## Exercise prompt
All entries are to be printed again exactly, with their images omitted.
Top of Source material
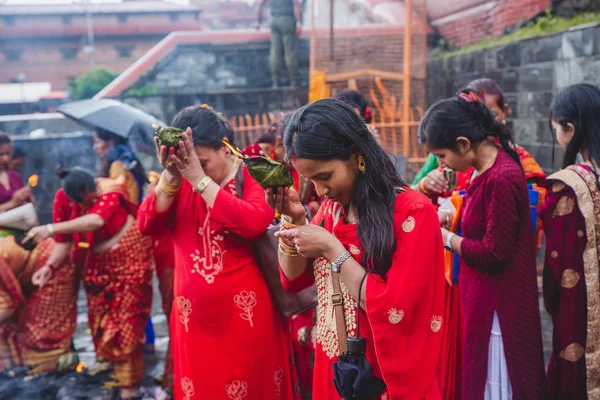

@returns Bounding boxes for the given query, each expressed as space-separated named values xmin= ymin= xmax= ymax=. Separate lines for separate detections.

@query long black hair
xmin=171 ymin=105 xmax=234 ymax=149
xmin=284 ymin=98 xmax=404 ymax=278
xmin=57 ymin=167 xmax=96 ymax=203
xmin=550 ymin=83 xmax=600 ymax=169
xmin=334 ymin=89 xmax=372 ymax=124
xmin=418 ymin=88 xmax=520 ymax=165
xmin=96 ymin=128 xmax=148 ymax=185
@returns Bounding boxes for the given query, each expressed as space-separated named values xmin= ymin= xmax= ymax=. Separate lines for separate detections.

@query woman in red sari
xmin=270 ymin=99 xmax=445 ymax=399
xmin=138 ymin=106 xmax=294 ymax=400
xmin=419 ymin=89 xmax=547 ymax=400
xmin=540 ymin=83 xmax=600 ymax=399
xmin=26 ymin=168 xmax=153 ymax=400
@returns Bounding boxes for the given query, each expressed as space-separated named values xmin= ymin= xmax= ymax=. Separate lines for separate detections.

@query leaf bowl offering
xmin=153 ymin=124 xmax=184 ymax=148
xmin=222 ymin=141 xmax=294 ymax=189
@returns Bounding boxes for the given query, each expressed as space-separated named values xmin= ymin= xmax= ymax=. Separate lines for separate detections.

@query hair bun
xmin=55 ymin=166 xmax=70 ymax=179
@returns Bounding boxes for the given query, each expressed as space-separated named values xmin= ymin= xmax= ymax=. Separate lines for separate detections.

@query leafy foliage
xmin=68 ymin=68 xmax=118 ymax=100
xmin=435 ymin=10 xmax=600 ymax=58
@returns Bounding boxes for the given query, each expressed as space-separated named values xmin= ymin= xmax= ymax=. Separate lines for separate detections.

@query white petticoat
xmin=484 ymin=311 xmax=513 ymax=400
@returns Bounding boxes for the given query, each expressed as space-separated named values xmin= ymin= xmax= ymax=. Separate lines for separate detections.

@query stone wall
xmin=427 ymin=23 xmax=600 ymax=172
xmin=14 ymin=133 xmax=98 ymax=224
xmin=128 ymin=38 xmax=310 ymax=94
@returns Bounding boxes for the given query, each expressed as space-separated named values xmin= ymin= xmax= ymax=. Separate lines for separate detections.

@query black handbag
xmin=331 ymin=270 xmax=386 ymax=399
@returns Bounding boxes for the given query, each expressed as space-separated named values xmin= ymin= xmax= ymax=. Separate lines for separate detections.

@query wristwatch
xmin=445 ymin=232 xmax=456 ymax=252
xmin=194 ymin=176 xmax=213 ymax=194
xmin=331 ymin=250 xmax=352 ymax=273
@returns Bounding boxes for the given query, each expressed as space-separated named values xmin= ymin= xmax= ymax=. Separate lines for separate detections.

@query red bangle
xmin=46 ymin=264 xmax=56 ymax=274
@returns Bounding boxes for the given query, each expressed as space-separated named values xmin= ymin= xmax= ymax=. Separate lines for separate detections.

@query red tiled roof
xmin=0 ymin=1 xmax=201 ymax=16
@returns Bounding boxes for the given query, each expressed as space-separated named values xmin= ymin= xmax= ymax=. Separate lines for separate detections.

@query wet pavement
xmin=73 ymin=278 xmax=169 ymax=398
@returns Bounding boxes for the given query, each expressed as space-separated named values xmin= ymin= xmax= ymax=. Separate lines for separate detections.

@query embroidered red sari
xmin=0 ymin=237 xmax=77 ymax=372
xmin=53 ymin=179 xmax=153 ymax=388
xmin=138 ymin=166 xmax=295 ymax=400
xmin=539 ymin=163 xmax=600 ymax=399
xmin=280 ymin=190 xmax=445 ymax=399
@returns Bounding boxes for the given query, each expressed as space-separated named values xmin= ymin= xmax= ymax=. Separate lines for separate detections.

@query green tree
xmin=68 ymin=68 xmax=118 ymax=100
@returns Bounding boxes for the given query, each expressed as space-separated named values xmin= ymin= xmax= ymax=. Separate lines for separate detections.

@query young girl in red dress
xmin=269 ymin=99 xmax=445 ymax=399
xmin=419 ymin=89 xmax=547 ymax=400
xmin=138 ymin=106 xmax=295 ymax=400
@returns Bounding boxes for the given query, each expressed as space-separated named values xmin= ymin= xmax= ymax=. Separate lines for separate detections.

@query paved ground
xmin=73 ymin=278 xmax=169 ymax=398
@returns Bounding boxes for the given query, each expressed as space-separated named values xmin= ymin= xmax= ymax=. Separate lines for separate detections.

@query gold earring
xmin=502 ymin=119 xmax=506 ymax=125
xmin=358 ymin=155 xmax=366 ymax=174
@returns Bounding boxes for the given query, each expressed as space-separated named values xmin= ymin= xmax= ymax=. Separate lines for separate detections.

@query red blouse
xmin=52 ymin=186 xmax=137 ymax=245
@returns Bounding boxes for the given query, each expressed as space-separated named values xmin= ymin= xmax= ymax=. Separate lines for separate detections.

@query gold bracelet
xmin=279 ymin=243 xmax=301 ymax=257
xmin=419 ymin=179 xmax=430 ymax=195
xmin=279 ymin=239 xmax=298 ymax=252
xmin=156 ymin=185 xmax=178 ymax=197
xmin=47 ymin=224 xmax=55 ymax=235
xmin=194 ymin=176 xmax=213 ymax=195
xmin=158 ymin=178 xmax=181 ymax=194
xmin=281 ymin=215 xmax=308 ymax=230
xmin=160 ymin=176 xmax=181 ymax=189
Bottom of Source material
## Output for this exercise
@returns Bounding boxes for the given query, each expressed as space-separated named values xmin= ymin= xmax= ymax=. Separate lines for separate detections.

@query long black hair
xmin=171 ymin=105 xmax=234 ymax=149
xmin=284 ymin=98 xmax=404 ymax=278
xmin=57 ymin=167 xmax=96 ymax=203
xmin=550 ymin=83 xmax=600 ymax=169
xmin=334 ymin=89 xmax=372 ymax=124
xmin=418 ymin=88 xmax=520 ymax=165
xmin=96 ymin=128 xmax=148 ymax=185
@returns Bounding boxes for the given query, each expressed as space-separated named values xmin= ymin= xmax= ymax=. Separate lines for separate detections.

@query woman in red sari
xmin=270 ymin=99 xmax=445 ymax=399
xmin=138 ymin=106 xmax=294 ymax=400
xmin=419 ymin=89 xmax=547 ymax=400
xmin=540 ymin=83 xmax=600 ymax=399
xmin=26 ymin=168 xmax=153 ymax=400
@returns Bounding boxes for the given query, each expressed as space-separated named values xmin= ymin= xmax= ymax=. Separate lines for separate detections.

@query leaf bowl offering
xmin=153 ymin=124 xmax=184 ymax=148
xmin=222 ymin=141 xmax=294 ymax=189
@returns Bounding boxes for the given query, each expressed as space-separated named values xmin= ymin= xmax= ymax=. Separate lines for separate detections.

@query hair bun
xmin=55 ymin=166 xmax=70 ymax=179
@returns Bounding boxes for the given query, each expressed as space-separated named values xmin= ymin= xmax= ymax=. Separate lines for separate detections.

@query leafy foliage
xmin=68 ymin=68 xmax=118 ymax=100
xmin=435 ymin=10 xmax=600 ymax=58
@returns Bounding boxes for the given query, each expressed as space-separated named values xmin= ymin= xmax= ymax=. Separate lines for separate detections.

@query white petticoat
xmin=484 ymin=311 xmax=513 ymax=400
@returns Bounding boxes for the given query, each expressed as space-separated named values xmin= ymin= xmax= ymax=. Separate lines for separate detections.

@query stone wall
xmin=427 ymin=23 xmax=600 ymax=172
xmin=14 ymin=133 xmax=98 ymax=224
xmin=128 ymin=38 xmax=310 ymax=94
@returns Bounding boxes for the given query, each expressed as space-separated named values xmin= ymin= xmax= ymax=. Separate lines for separate detections.

@query black handbag
xmin=331 ymin=270 xmax=386 ymax=399
@returns Bounding boxes for the given query, each expressed as space-separated named values xmin= ymin= xmax= ymax=. Separate lines for separate detections.

@query wristwatch
xmin=445 ymin=232 xmax=456 ymax=252
xmin=194 ymin=176 xmax=213 ymax=194
xmin=331 ymin=250 xmax=352 ymax=273
@returns Bounding boxes for the given query, each expressed as space-separated named values xmin= ymin= xmax= ymax=. Separate lines for separate detections.

@query red bangle
xmin=46 ymin=264 xmax=56 ymax=274
@returns Bounding boxes for the given query, each expressed as space-separated named values xmin= ymin= xmax= ymax=. Separate lines for separate detections.

@query red tiled roof
xmin=0 ymin=1 xmax=201 ymax=16
@returns Bounding boxes for the given query, each expressed as space-separated named values xmin= ymin= xmax= ymax=. Separate lines for separate detections.

@query wet pavement
xmin=73 ymin=278 xmax=169 ymax=398
@returns Bounding boxes for the given query, each expressed as space-separated named values xmin= ymin= xmax= ymax=. Separate lines for separate detections.

@query embroidered red sari
xmin=0 ymin=237 xmax=77 ymax=372
xmin=53 ymin=179 xmax=153 ymax=388
xmin=138 ymin=166 xmax=295 ymax=400
xmin=539 ymin=163 xmax=600 ymax=399
xmin=280 ymin=190 xmax=445 ymax=399
@returns Bounding boxes for the given query, each expressed as space-separated named values xmin= ymin= xmax= ymax=. Separate lines for separate detections.

@query green tree
xmin=68 ymin=68 xmax=118 ymax=100
@returns Bounding boxes for the given query, each expressed as space-separated named values xmin= ymin= xmax= ymax=. Separate lines for separate detections.

@query young girl in red dress
xmin=269 ymin=99 xmax=445 ymax=399
xmin=419 ymin=89 xmax=547 ymax=400
xmin=138 ymin=106 xmax=295 ymax=400
@returns Bounding boxes for the given query, each expressed as space-separated named values xmin= ymin= xmax= ymax=. Separate lines for separate detections.

@query paved ground
xmin=73 ymin=278 xmax=169 ymax=398
@returns Bounding boxes for the given query, each expressed as space-separated named values xmin= ymin= xmax= ymax=. Separate lines for separate detections.

@query gold earring
xmin=502 ymin=119 xmax=506 ymax=125
xmin=358 ymin=155 xmax=366 ymax=174
@returns Bounding boxes for the given query, each expressed as space-separated named values xmin= ymin= xmax= ymax=. Separate lines for separate detections.

@query red blouse
xmin=52 ymin=186 xmax=137 ymax=245
@returns Bounding boxes for the given query, each expressed as space-separated named values xmin= ymin= xmax= ymax=. Separate lines for separate detections.

@query gold bracelet
xmin=279 ymin=243 xmax=301 ymax=257
xmin=419 ymin=179 xmax=430 ymax=195
xmin=279 ymin=239 xmax=298 ymax=252
xmin=156 ymin=185 xmax=178 ymax=197
xmin=47 ymin=224 xmax=55 ymax=235
xmin=194 ymin=176 xmax=213 ymax=195
xmin=158 ymin=178 xmax=181 ymax=194
xmin=281 ymin=215 xmax=308 ymax=230
xmin=160 ymin=176 xmax=181 ymax=189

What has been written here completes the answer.